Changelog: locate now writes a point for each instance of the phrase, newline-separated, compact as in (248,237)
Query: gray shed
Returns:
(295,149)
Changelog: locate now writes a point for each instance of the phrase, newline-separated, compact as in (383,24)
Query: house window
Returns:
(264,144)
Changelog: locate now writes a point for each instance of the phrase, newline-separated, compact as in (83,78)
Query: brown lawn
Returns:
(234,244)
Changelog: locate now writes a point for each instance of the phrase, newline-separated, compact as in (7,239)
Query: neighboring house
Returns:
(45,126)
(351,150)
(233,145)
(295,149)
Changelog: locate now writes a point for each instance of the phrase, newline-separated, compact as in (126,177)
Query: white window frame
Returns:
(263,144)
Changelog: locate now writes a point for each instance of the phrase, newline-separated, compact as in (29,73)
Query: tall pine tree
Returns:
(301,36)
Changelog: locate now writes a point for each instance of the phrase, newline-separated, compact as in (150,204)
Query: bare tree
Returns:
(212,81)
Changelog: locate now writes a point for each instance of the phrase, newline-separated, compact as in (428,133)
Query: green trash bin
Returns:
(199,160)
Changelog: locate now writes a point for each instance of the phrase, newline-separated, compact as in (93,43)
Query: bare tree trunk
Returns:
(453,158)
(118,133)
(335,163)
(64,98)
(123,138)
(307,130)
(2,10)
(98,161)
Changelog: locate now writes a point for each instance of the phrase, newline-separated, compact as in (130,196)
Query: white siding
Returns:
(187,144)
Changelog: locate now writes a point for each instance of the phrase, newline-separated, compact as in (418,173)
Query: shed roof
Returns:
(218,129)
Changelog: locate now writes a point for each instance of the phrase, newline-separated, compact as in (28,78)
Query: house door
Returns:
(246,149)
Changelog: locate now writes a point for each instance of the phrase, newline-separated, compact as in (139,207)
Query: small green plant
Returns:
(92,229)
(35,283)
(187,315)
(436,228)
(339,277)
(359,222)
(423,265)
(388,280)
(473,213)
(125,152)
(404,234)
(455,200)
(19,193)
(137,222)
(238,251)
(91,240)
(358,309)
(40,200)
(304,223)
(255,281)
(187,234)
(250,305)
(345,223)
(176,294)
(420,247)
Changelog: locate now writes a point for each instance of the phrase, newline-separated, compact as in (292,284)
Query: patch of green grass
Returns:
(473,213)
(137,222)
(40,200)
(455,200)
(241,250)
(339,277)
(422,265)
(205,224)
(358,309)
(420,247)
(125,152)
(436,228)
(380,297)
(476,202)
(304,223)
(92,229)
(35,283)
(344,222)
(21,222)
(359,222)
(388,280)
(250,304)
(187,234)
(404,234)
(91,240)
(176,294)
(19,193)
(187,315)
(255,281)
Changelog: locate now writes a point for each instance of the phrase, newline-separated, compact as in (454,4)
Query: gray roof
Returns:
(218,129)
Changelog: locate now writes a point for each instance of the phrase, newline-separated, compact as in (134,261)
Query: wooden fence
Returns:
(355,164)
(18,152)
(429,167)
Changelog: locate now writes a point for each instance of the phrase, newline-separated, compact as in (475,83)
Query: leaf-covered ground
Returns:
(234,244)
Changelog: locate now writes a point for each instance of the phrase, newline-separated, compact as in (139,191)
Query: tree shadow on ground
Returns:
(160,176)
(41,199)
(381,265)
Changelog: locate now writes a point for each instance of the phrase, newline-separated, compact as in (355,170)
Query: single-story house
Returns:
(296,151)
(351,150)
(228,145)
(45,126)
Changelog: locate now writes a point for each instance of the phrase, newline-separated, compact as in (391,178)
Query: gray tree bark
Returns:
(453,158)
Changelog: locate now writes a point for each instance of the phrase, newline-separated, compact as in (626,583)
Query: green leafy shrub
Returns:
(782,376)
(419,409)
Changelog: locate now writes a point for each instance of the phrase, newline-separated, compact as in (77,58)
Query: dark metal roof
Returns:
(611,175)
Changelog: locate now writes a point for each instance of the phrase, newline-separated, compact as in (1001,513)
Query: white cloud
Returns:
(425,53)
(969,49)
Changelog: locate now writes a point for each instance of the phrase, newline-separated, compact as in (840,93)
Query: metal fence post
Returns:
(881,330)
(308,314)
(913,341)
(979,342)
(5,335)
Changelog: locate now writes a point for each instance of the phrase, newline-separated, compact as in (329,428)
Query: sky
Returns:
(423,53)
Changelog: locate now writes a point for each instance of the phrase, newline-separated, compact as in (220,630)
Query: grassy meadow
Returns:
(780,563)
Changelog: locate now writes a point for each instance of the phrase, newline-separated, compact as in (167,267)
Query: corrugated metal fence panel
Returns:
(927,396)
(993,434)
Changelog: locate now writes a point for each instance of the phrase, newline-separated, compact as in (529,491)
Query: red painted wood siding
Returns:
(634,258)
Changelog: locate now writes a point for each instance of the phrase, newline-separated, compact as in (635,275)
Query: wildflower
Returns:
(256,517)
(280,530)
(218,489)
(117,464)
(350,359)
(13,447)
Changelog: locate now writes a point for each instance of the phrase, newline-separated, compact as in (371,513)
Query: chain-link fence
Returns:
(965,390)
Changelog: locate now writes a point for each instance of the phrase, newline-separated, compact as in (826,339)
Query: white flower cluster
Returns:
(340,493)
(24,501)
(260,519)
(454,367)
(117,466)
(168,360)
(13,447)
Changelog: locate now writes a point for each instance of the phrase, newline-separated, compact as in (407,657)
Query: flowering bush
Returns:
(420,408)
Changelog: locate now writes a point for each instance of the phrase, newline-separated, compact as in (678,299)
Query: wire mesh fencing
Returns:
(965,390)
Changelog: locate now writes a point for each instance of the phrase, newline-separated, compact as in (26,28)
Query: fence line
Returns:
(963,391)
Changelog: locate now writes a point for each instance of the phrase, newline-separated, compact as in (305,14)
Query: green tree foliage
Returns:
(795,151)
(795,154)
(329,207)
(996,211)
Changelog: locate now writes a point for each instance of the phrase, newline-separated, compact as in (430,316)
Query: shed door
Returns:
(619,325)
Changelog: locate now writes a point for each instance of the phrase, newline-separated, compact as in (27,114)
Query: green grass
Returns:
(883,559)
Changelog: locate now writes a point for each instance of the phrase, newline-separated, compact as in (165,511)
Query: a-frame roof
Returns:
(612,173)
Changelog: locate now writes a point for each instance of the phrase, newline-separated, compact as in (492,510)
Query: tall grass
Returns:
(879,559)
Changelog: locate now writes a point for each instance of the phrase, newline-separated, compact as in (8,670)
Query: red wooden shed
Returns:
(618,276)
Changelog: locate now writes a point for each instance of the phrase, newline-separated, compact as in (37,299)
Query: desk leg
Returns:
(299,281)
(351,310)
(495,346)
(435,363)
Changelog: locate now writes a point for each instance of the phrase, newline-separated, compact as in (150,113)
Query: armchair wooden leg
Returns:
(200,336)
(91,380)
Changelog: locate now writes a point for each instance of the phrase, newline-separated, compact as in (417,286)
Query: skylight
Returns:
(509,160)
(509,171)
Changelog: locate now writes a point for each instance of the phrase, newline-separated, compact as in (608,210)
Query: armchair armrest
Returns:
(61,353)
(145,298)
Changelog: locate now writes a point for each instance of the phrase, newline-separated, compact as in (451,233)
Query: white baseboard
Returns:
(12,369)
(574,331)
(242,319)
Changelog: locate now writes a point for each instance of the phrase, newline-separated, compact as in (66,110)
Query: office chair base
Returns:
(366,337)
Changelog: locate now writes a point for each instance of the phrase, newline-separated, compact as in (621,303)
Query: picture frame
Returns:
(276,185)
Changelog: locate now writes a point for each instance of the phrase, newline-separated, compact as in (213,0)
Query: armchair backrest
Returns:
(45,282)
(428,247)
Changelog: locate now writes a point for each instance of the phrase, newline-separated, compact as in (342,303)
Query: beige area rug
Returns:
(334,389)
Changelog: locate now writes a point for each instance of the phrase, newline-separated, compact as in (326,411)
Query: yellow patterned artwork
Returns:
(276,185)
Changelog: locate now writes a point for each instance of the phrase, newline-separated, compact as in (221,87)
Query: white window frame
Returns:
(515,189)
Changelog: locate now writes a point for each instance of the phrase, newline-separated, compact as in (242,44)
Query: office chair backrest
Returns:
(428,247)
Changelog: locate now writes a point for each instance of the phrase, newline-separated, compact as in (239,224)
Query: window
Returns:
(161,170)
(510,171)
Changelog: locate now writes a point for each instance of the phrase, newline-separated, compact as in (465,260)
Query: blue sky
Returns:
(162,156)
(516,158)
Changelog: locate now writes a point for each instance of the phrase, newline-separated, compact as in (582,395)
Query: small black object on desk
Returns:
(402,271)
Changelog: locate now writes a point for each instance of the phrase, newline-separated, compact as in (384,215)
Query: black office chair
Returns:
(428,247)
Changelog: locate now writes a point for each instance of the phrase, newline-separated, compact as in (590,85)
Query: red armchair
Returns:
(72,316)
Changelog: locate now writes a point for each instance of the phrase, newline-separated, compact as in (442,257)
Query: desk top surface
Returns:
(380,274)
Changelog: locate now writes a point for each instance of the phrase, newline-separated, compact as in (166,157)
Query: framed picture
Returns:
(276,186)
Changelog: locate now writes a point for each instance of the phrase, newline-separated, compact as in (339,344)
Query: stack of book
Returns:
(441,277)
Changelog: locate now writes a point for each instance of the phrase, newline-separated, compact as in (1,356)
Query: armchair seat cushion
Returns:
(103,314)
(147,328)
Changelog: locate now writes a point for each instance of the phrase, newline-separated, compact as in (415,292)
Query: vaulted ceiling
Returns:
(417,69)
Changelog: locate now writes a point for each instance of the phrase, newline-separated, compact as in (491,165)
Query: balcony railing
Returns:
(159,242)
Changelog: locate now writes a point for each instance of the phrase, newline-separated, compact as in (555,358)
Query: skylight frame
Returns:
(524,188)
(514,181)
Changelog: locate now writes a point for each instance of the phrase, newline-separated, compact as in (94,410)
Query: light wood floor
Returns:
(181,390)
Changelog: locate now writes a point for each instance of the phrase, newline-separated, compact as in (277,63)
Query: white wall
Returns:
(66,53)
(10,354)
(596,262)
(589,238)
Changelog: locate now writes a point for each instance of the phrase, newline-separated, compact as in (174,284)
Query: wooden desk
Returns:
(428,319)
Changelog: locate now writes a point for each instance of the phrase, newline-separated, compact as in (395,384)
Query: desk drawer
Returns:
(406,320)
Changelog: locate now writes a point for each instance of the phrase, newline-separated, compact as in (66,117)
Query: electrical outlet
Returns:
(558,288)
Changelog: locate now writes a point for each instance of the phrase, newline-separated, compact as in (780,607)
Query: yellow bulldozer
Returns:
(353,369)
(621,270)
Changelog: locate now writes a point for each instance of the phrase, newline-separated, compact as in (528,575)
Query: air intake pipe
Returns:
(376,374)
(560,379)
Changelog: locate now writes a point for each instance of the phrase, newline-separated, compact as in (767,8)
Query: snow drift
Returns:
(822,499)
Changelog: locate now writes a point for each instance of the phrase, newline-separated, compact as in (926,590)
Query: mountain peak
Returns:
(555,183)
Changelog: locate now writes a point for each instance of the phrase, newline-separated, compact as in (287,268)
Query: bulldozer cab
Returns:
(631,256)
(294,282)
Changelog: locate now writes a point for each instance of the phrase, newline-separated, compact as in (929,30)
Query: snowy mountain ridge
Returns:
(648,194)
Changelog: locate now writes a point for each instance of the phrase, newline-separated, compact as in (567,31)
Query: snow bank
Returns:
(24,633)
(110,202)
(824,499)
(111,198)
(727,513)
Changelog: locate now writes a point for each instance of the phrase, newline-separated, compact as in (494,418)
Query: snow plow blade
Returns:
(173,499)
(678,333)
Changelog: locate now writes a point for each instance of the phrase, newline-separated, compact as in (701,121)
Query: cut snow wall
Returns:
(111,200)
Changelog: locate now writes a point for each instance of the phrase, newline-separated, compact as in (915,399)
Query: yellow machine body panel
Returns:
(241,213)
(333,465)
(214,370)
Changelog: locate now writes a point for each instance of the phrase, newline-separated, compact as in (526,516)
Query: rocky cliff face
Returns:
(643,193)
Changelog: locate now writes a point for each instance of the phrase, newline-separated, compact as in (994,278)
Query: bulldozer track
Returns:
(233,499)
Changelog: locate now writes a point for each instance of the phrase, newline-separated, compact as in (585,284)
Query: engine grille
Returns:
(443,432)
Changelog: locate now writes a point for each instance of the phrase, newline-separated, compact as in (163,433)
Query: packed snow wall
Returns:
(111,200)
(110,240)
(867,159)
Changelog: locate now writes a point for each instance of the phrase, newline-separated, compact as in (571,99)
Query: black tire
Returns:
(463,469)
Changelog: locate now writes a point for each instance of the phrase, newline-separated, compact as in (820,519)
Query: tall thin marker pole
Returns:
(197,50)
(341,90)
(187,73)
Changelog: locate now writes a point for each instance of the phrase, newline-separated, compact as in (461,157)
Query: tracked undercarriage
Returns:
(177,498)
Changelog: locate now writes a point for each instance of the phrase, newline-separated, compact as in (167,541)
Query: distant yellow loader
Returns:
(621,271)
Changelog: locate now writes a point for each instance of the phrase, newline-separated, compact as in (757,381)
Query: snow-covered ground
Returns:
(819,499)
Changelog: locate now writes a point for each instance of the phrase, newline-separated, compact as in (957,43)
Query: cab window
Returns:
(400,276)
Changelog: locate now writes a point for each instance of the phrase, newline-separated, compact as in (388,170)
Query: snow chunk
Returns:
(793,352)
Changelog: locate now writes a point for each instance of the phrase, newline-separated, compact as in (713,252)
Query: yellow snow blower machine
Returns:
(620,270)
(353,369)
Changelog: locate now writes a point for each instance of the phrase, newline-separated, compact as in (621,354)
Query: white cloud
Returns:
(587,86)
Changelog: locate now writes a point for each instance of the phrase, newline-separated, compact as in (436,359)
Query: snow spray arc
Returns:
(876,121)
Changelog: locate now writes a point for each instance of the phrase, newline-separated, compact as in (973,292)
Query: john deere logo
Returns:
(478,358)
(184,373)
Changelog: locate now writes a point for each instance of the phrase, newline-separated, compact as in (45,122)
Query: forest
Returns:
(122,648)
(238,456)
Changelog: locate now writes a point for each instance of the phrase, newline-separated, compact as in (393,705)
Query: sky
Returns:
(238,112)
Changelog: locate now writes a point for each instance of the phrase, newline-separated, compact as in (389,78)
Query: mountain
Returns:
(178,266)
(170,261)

**TASK REQUIREMENTS**
Keep only the lines from the one containing "as in (973,292)" to the end of the entries, and repeat them exactly.

**ANSWER TO THE PROBLEM**
Changelog: locate now writes a point for each instance of the phrase, newline-separated, compact as in (973,292)
Query: john deere logo
Returns:
(478,358)
(184,373)
Changelog: locate now writes a point for each instance of the phrase, newline-separated, compact as in (45,122)
Query: forest
Returns:
(122,648)
(238,456)
Changelog: locate now writes a point for each instance of the phrase, newline-separated, compact as in (393,705)
Query: sky
Returns:
(238,112)
Changelog: locate now writes a point for each instance of the phrase, newline-separated, compact as in (389,78)
Query: mountain
Returns:
(178,266)
(170,261)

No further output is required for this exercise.